▸ **Task details**:
Please pull out every line in the items below that contains the string "segment", and copy each of those lines in full.

▸ **Source data**:
———

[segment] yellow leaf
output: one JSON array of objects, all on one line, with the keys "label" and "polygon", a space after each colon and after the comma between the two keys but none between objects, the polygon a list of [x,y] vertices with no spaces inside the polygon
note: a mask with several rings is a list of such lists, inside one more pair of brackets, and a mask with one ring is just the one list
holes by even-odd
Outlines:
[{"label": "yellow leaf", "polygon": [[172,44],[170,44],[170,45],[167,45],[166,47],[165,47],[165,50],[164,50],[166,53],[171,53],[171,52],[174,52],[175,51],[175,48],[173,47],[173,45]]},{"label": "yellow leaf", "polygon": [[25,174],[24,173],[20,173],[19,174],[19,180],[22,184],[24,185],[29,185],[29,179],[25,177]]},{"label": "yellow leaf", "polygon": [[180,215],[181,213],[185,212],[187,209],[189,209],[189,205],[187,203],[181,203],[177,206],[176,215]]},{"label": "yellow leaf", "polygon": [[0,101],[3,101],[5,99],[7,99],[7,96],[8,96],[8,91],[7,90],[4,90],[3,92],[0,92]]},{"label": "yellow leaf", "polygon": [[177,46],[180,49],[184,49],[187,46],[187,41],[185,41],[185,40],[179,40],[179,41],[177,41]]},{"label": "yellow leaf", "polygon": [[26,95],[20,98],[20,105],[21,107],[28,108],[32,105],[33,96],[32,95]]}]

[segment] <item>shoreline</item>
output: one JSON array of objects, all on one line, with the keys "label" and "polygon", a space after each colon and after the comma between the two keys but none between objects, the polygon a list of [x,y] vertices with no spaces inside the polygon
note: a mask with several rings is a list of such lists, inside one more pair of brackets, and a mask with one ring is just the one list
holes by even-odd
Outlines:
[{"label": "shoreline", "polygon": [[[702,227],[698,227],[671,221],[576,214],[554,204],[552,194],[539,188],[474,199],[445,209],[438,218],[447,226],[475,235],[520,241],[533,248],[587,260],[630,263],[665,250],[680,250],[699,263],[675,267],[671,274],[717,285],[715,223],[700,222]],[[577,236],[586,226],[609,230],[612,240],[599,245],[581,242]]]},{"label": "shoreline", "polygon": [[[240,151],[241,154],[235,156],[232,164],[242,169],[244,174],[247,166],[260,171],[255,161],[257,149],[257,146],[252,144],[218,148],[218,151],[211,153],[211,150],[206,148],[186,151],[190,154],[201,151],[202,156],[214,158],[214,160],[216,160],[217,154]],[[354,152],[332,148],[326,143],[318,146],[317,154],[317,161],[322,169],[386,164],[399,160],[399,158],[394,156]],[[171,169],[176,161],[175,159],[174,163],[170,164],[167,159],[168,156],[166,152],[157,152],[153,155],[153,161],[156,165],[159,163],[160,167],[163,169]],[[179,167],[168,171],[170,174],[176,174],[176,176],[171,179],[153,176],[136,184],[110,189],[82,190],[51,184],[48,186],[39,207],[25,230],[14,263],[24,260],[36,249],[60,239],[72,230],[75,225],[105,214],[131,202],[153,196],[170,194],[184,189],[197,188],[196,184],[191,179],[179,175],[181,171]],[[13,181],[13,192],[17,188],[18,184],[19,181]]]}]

———

▸ **Result below**:
[segment] yellow leaf
[segment] <item>shoreline</item>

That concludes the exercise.